● **WHAT TO PRODUCE**:
Lines before the one containing "target | golden crest feathers" are excluded; print that line and every line after it through the end of the material below, exactly.

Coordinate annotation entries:
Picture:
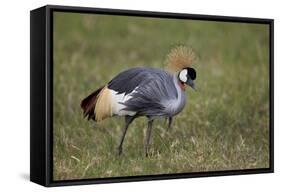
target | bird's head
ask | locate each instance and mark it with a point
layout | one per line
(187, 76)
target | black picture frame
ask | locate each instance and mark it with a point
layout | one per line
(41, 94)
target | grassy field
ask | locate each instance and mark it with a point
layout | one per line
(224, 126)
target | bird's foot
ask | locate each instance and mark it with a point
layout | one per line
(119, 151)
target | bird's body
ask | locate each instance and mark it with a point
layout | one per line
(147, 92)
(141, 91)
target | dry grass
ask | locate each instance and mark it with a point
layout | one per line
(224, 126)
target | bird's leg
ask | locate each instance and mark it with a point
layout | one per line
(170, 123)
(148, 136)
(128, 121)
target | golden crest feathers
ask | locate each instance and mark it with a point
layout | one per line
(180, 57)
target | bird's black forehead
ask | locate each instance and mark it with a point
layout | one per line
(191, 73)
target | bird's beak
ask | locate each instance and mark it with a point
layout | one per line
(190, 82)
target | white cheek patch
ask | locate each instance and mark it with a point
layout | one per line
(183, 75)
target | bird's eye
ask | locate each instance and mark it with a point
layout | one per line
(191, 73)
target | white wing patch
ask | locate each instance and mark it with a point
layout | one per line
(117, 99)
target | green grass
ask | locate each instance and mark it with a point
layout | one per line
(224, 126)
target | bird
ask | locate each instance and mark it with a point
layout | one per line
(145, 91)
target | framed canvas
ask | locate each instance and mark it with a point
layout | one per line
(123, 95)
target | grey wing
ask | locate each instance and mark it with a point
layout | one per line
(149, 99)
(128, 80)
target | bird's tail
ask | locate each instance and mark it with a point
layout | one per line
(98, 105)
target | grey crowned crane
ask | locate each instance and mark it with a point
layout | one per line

● **SOLUTION FOR THIS TASK**:
target | golden crest feathers
ask | locate each instance and mark it with a point
layout | one per line
(180, 57)
target | bird's black forehead
ask | locate each instance and mark it with a point
layout | one per line
(191, 73)
target | bird's beak
ask | locate each instance and mark it with a point
layout | one per line
(190, 82)
target | white cheek patch
ask | locate each instance and mark it with a point
layout | one per line
(183, 75)
target | bird's eye
ask | locate each instance and mark it with a point
layout | one per line
(191, 73)
target | white wing patch
ask | locate each instance and mark it with a point
layout | one per line
(117, 99)
target | green grass
ask | locate each instance and mark it with a point
layout | one per line
(224, 126)
target | bird
ask | locate each instance and mark it with a point
layout | one per line
(145, 91)
target | framed canvas
ask | locate each instance and mark it with a point
layout | one per line
(123, 95)
target | grey wing
ask | locate each instance and mark it with a point
layout | one per line
(149, 99)
(128, 80)
target | bird's tail
ask | locate each instance and mark it with a point
layout | one per line
(98, 105)
target | grey crowned crane
ask | locate each instance and mark it with a point
layout | one per line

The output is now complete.